- Supplied passage
——
It may be unusual for an author to take such a lengthy passage from another book, but here it may be justifiable because of the rare genius and the vision embodied in these words written three quarter of a century ago. It is extremely rare to find writings in Economics that show such vision of the future and it is also rare for an economist to back a proposal for economic change that is coming three quarter of a century later. It speaks about the depth of his understanding and vision while also lending credence to the soundness of Free Capitalism. The striking aspect of the words quoted above is that they were written 75 years ago and they are so relevant to contemporary economic challenges. I have not tried to alter or shorten the passages because the thoughts expressed and the vision put forward require that the arguments made by Keynes be presented in their entirety.
Since the above piece is a lengthy one let me summarize the salient points and show that the recommendations of Free Capitalism are fundamentally in line with Keynes’s visions, at least as expressed in his book. I will quote some sentences from the above passage and relate it to the ideas and recommendations presented in this book. The italicized words under quotations are that of Keynes followed by my comments and explanations.
“Thus it is to our best advantage to reduce the rate of interest to that point relatively to the schedule of the marginal efficiency of capital at which there is full employment. There can be no doubt that this criterion will lead to a much lower rate of interest than has ruled hitherto;”
Given the current economic and environmental conditions and the returns provided by clean energy sectors it is clear that to achieve full employment on a long term basis we need to have zero and even negative interest rates. The rate of interest that has prevailed for centuries has been one of the main obstacles to full employment and will be more so in the foreseeable future.
Keynes recommended direct State intervention in reducing interest. He didn’t think banking policy alone could effectively achieve the necessary conditions for optimum rate of investment. The asset tax system proposed here will do away with interest and will also have the capability to create negative interest rates if necessary to achieve full employment and other social objectives.
——
- What to do
1. Answer these questions about the passage on Keynes and interest rates:
(a) According to the author, how many years ago were the quoted words written?
(b) What kind of intervention did Keynes recommend for reducing interest?
(c) What system proposed in the book will do away with interest?
2. Locate each line in the rows that contains the word "pumpkin", and copy those lines out.

Dataset excerpt
——
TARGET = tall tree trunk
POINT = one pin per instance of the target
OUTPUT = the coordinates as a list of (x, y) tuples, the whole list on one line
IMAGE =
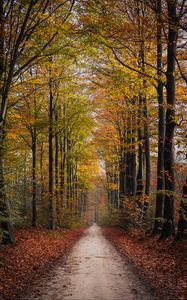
[(6, 225), (57, 168), (34, 212), (168, 226), (140, 185), (51, 179), (147, 149), (161, 128)]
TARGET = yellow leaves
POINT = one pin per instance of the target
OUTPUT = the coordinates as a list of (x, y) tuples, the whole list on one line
[(12, 136)]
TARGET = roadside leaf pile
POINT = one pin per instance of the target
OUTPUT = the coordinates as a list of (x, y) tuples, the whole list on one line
[(163, 266), (31, 257)]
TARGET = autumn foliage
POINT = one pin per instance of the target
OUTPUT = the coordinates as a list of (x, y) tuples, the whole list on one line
[(161, 265), (32, 256)]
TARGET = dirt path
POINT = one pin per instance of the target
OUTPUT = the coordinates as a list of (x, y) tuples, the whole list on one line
[(93, 270)]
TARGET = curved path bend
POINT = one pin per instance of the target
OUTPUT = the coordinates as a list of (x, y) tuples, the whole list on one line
[(93, 271)]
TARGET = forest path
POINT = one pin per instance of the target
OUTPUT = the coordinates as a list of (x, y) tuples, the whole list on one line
[(93, 270)]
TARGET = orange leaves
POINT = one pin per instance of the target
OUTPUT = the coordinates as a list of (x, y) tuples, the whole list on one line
[(162, 265), (30, 258)]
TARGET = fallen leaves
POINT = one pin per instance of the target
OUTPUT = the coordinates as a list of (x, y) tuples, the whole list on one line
[(34, 251), (164, 266)]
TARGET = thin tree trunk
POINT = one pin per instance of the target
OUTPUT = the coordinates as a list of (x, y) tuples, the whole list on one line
[(57, 169), (140, 185), (51, 190), (161, 129), (6, 225), (168, 226), (34, 212)]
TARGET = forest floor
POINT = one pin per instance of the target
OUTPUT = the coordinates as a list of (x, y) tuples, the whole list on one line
[(35, 253), (161, 265), (40, 256)]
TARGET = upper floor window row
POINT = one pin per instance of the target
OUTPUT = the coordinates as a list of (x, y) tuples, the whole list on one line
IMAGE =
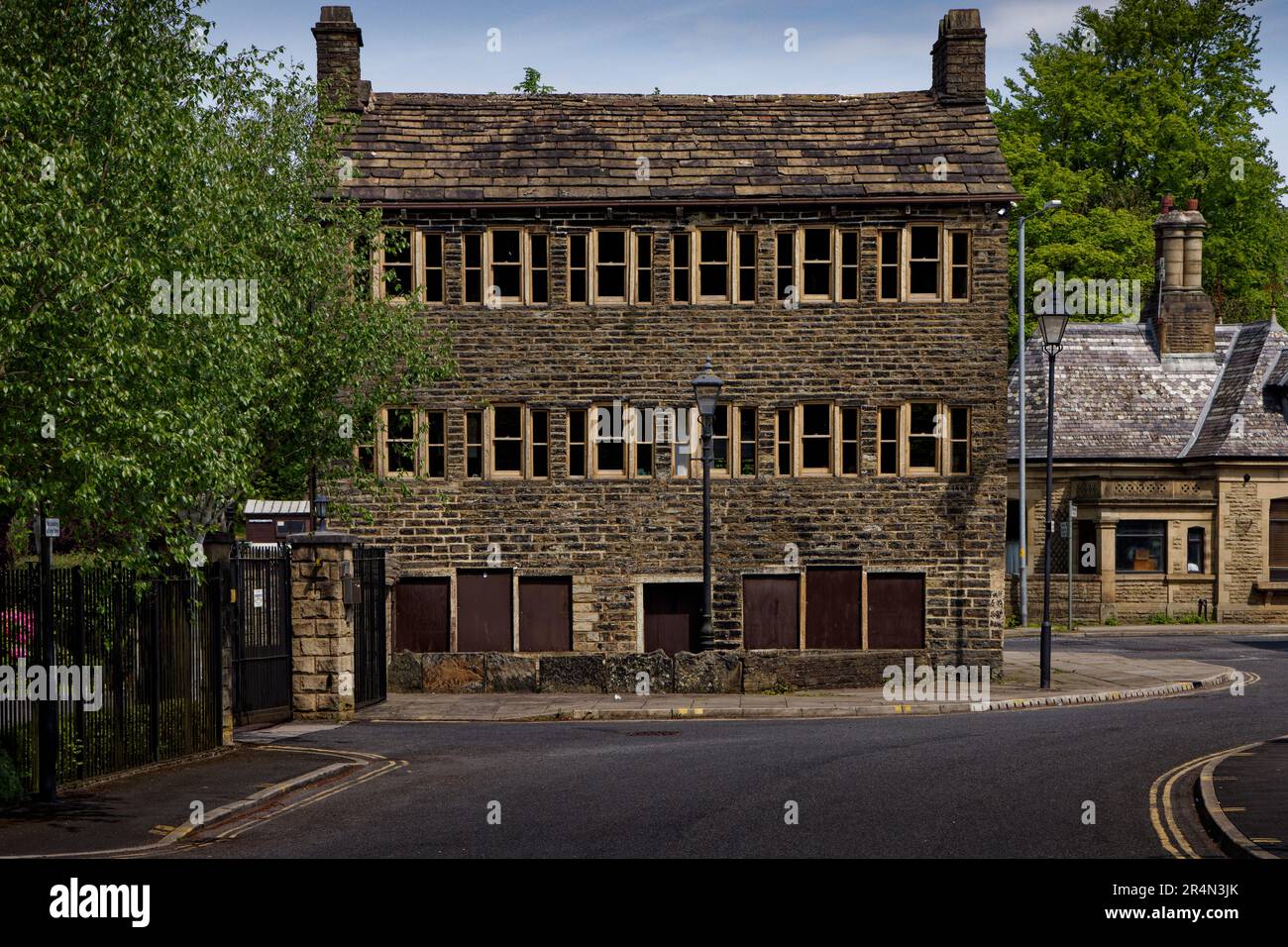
[(913, 263), (619, 441)]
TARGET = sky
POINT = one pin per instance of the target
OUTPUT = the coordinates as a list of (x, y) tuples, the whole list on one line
[(713, 47)]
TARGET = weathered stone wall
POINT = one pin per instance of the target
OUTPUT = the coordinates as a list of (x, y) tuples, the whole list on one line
[(605, 534)]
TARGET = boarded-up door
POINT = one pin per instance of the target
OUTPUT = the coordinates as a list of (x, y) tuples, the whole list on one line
[(832, 602), (423, 615), (771, 612), (673, 616), (484, 611), (897, 609), (545, 613)]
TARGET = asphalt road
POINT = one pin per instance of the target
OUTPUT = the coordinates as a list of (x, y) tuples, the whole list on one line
[(961, 785)]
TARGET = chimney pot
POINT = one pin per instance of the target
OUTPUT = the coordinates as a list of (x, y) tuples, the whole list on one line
[(339, 42), (957, 59)]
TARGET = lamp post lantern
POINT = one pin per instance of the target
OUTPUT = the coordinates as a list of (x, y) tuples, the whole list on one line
[(1052, 341), (706, 393), (1022, 393)]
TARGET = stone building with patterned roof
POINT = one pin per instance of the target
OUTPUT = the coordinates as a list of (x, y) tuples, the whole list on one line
[(841, 262), (1171, 442)]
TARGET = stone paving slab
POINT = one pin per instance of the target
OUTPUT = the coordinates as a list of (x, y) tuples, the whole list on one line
[(1077, 680)]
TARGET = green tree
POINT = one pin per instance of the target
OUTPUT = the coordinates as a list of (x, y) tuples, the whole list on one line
[(133, 151), (1147, 98), (532, 84)]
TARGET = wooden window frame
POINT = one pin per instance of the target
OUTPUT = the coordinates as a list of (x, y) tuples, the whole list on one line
[(741, 269), (592, 444), (638, 269), (790, 266), (425, 240), (841, 265), (884, 264), (531, 268), (579, 274), (890, 437), (593, 264), (682, 263), (430, 445), (906, 441), (490, 438), (529, 453), (735, 436), (951, 440), (481, 444), (951, 265), (802, 471), (584, 444), (785, 446), (384, 441), (478, 272), (638, 433), (412, 264), (857, 441), (909, 295), (832, 269), (698, 296)]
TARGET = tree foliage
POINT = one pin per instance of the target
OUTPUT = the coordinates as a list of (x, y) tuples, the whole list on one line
[(130, 151), (1147, 98)]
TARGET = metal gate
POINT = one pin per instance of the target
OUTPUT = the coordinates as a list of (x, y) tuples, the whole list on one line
[(369, 625), (262, 634)]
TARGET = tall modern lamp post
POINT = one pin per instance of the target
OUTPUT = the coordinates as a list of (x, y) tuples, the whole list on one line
[(706, 392), (1052, 334), (1024, 535)]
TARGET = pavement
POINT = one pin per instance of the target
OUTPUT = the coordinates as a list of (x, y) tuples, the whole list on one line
[(691, 788), (1144, 630), (150, 808), (1243, 799), (1076, 678)]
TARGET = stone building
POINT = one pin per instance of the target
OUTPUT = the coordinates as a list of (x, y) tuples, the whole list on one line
[(1171, 442), (841, 262)]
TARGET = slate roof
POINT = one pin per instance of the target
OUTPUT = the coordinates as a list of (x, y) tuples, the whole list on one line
[(1117, 399), (574, 147)]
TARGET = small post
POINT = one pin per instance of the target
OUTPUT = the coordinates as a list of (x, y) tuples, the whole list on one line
[(1073, 512), (48, 709)]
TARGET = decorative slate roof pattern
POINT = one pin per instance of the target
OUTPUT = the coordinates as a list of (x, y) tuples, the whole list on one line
[(1244, 419), (572, 147), (1117, 399)]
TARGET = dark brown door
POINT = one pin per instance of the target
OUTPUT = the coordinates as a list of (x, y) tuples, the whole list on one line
[(897, 609), (545, 613), (484, 611), (673, 616), (832, 600), (771, 612), (423, 615)]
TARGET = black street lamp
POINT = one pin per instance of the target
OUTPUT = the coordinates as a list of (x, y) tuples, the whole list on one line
[(706, 392), (1052, 333)]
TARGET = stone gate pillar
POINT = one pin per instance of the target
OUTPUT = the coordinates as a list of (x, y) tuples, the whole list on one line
[(321, 626)]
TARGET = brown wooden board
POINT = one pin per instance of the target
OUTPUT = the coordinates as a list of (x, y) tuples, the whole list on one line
[(484, 609), (545, 613), (897, 609), (832, 607), (673, 616), (771, 611), (423, 615)]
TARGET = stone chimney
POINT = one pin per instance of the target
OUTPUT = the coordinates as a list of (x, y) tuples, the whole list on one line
[(958, 59), (339, 59), (1184, 318)]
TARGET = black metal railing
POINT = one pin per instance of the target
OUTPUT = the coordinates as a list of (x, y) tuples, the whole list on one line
[(369, 625), (145, 652)]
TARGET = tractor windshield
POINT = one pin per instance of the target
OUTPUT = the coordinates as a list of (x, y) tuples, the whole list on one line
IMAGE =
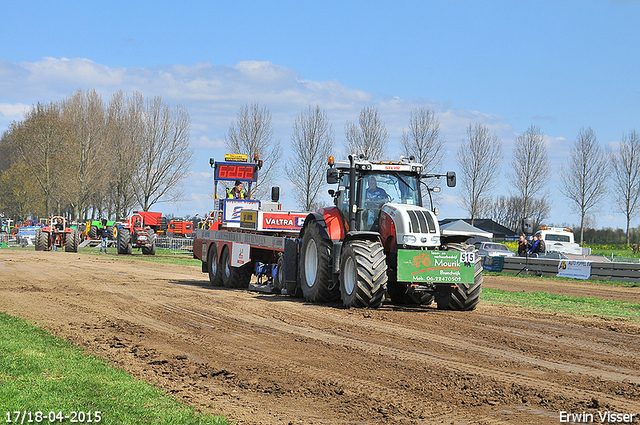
[(377, 189)]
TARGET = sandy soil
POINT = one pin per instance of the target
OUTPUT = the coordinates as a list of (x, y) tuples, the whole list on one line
[(270, 359)]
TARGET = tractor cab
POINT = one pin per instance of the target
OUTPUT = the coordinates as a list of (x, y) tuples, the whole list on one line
[(364, 187)]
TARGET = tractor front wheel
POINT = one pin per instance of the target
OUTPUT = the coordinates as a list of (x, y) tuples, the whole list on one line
[(363, 274), (315, 257)]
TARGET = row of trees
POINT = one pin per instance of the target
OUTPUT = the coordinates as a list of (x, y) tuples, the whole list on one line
[(589, 175), (81, 156)]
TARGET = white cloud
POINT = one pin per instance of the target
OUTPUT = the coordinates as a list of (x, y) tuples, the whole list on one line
[(212, 95), (13, 111)]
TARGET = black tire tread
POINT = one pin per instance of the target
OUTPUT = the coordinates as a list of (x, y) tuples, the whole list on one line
[(371, 266), (318, 291)]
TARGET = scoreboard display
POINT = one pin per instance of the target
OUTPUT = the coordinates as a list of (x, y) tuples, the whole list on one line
[(236, 171)]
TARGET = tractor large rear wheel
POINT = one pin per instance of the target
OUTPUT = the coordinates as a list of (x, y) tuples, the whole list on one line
[(315, 260), (42, 240), (233, 277), (72, 240), (124, 241), (363, 274), (151, 248), (465, 296)]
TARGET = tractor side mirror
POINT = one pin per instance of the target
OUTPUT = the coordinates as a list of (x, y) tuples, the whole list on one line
[(333, 176), (451, 178)]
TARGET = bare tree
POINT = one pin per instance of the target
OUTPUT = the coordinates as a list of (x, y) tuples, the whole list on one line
[(530, 165), (625, 167), (165, 154), (423, 139), (369, 137), (311, 145), (252, 134), (584, 176), (479, 159), (85, 163), (123, 135), (40, 140), (508, 211)]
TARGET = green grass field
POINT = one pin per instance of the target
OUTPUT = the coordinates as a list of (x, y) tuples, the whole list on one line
[(41, 373), (562, 304)]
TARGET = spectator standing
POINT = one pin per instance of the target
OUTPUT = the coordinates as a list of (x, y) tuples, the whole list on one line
[(542, 247), (534, 248), (104, 234), (237, 192), (523, 246)]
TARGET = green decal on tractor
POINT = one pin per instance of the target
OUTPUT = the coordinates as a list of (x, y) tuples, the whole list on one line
[(436, 266)]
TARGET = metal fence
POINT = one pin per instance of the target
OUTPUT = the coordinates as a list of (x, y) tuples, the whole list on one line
[(175, 245)]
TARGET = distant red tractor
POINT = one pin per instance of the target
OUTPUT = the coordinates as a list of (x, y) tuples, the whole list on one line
[(57, 234), (138, 231)]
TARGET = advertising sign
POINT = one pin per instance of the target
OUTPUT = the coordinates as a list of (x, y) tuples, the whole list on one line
[(282, 221), (233, 208), (436, 266), (576, 269), (240, 254)]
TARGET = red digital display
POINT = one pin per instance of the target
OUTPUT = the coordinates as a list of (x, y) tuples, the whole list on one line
[(226, 171)]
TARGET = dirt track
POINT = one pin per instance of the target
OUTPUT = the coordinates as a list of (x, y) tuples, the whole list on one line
[(268, 359)]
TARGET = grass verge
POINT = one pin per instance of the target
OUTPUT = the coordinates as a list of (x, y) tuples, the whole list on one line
[(39, 372), (563, 304)]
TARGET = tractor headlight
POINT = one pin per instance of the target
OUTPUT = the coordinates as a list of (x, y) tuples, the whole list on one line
[(409, 239)]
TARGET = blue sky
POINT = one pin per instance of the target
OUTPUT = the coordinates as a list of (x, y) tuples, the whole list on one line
[(560, 65)]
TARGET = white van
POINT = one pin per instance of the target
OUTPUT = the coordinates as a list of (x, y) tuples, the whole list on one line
[(559, 239)]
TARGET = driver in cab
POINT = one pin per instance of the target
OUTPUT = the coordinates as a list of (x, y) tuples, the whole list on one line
[(375, 193)]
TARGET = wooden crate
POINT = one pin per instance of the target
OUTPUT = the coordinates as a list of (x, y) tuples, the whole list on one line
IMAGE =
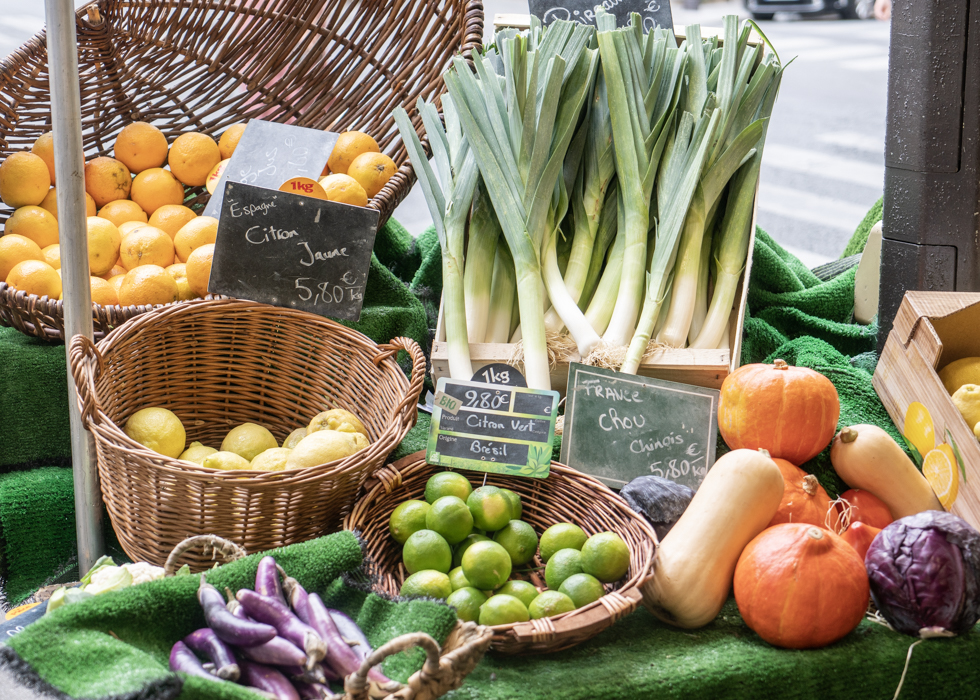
[(931, 330)]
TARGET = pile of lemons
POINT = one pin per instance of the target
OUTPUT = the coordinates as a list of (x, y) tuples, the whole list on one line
[(331, 435)]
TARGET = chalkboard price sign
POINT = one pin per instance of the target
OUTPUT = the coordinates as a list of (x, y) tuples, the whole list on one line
[(293, 251), (620, 426), (492, 428), (654, 13)]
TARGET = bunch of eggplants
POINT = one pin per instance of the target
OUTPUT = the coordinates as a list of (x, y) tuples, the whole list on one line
[(278, 639)]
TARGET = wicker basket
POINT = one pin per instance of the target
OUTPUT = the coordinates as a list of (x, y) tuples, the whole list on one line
[(217, 364), (566, 495), (206, 64)]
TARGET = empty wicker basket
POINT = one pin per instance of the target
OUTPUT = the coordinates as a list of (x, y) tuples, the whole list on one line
[(217, 364), (565, 496), (202, 65)]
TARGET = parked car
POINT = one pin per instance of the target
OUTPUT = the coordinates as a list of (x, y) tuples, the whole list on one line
[(847, 9)]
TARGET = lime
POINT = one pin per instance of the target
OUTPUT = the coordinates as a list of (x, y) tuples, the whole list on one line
[(522, 590), (516, 509), (550, 603), (458, 579), (450, 517), (490, 507), (561, 536), (606, 557), (467, 602), (426, 549), (486, 565), (582, 589), (564, 563), (520, 541), (407, 519), (465, 544), (433, 584), (503, 610), (447, 484)]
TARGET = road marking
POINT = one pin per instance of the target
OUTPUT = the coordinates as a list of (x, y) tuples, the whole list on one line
[(852, 139), (812, 208), (802, 160)]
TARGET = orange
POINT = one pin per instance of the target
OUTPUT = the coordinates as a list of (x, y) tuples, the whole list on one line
[(349, 146), (15, 249), (171, 217), (147, 285), (199, 269), (146, 246), (194, 234), (50, 202), (35, 277), (107, 180), (229, 140), (103, 245), (43, 148), (372, 170), (155, 188), (24, 180), (122, 210), (52, 255), (102, 292), (345, 189), (192, 157), (141, 146), (35, 223)]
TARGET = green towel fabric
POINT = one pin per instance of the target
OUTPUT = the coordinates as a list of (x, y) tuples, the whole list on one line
[(119, 643)]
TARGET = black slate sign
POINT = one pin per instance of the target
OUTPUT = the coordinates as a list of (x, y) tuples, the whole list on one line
[(268, 154), (620, 426), (293, 251), (655, 13)]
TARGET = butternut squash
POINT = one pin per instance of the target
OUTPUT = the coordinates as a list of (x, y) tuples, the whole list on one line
[(695, 563), (866, 457)]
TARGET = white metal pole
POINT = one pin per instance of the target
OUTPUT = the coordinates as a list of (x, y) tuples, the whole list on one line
[(66, 115)]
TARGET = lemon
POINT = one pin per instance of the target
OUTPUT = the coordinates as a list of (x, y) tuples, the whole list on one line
[(248, 440), (605, 556), (196, 452), (467, 601), (432, 584), (325, 446), (550, 603), (271, 460), (337, 419), (963, 371), (226, 461), (561, 536), (407, 519), (294, 437), (157, 429)]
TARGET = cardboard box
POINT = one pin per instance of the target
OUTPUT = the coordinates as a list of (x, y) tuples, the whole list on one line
[(931, 330)]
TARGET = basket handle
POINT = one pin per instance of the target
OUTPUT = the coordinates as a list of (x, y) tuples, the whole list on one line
[(356, 685), (406, 408), (82, 355)]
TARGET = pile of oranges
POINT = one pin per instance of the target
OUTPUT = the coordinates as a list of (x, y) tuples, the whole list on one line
[(145, 247)]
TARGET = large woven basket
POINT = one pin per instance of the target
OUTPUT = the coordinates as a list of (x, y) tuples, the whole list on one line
[(203, 65), (217, 364), (566, 495)]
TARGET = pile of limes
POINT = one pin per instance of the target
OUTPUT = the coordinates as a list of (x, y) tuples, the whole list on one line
[(462, 544)]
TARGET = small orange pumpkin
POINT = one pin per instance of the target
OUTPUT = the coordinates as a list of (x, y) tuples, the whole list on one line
[(800, 587), (789, 411), (804, 499)]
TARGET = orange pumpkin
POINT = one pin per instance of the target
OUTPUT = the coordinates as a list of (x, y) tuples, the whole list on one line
[(789, 411), (800, 587), (804, 499)]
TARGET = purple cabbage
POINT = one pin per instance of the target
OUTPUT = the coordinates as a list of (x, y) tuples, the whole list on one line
[(924, 572)]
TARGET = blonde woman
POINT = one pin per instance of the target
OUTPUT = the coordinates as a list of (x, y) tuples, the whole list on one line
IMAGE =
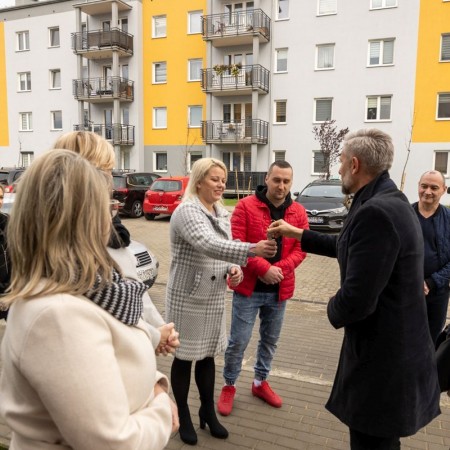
[(203, 257), (75, 376)]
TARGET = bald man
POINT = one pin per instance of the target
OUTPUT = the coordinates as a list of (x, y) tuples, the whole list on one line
[(435, 223)]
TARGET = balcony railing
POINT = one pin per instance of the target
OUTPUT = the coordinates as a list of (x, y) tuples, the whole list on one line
[(117, 133), (243, 23), (103, 89), (100, 43), (252, 131), (245, 79)]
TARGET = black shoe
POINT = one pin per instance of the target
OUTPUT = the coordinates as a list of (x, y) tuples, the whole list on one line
[(208, 416)]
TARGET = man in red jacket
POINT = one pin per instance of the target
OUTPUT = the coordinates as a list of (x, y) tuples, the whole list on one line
[(267, 283)]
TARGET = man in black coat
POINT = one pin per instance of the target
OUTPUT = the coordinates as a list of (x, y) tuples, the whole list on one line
[(386, 383)]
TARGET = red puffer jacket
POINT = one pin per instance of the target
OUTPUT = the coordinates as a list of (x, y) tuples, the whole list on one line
[(249, 223)]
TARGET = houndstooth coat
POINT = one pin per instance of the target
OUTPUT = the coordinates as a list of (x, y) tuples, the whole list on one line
[(202, 254)]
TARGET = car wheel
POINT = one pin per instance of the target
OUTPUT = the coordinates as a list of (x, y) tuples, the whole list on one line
[(136, 209)]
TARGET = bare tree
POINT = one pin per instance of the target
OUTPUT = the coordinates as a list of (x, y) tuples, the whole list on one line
[(330, 140)]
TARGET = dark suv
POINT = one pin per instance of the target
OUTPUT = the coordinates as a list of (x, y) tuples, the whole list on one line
[(130, 188), (9, 176), (324, 203)]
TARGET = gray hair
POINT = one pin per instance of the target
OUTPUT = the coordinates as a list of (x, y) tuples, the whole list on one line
[(373, 148)]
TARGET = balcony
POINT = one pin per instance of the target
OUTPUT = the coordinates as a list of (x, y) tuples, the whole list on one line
[(99, 90), (252, 131), (237, 80), (117, 133), (236, 28), (100, 44)]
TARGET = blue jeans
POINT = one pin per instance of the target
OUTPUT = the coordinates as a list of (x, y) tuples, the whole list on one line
[(245, 309)]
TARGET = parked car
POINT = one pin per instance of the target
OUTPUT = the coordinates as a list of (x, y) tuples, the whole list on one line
[(324, 203), (9, 176), (164, 196), (129, 189)]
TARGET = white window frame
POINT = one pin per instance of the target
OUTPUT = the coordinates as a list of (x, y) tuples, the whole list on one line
[(445, 36), (50, 33), (27, 76), (190, 67), (322, 4), (447, 95), (155, 64), (320, 99), (382, 43), (53, 119), (53, 79), (155, 161), (278, 10), (323, 46), (190, 110), (276, 103), (155, 114), (190, 17), (23, 40), (155, 35), (278, 51), (383, 4), (28, 116), (379, 99)]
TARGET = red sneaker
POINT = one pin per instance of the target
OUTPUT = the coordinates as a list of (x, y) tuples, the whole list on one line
[(226, 399), (265, 393)]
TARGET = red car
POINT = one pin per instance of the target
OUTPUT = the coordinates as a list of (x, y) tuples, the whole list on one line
[(164, 196)]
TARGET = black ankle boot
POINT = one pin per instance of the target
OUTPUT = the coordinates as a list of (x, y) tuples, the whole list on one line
[(187, 431), (207, 415)]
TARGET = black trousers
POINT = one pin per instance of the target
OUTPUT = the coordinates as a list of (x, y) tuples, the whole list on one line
[(361, 441)]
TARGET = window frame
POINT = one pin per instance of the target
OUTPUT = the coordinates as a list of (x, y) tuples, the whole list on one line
[(378, 119), (154, 28), (315, 120), (29, 116), (154, 117)]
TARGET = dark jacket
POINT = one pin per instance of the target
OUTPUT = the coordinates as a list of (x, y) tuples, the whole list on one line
[(441, 222), (386, 382)]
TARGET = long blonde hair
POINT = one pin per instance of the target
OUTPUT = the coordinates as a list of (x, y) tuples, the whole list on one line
[(60, 227)]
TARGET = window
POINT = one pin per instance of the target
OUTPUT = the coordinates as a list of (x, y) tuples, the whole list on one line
[(53, 37), (55, 79), (327, 7), (281, 60), (160, 162), (445, 47), (283, 9), (159, 117), (24, 81), (381, 52), (195, 116), (378, 108), (377, 4), (280, 111), (325, 57), (318, 162), (443, 106), (441, 162), (159, 72), (195, 22), (56, 117), (322, 109), (159, 26), (194, 69), (25, 121), (23, 41)]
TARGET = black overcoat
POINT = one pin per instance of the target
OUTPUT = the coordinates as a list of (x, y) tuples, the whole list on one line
[(386, 382)]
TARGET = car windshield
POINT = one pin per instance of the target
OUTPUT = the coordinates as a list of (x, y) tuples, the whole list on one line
[(166, 185), (322, 190)]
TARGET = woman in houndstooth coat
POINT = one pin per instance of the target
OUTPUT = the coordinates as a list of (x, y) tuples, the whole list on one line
[(203, 257)]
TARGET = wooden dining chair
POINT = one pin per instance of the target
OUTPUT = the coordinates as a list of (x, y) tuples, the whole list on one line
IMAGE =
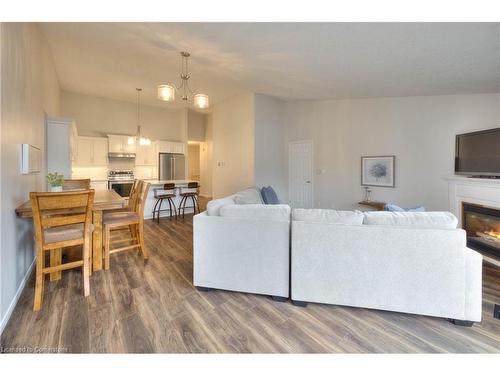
[(167, 192), (61, 220), (115, 221)]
——
- Task-by-task solutions
1.
(a) 75 years ago (three quarters of a century).
(b) Direct State intervention.
(c) The asset tax system.

2.
TARGET = small orange pumpkin
TARGET = orange pumpkin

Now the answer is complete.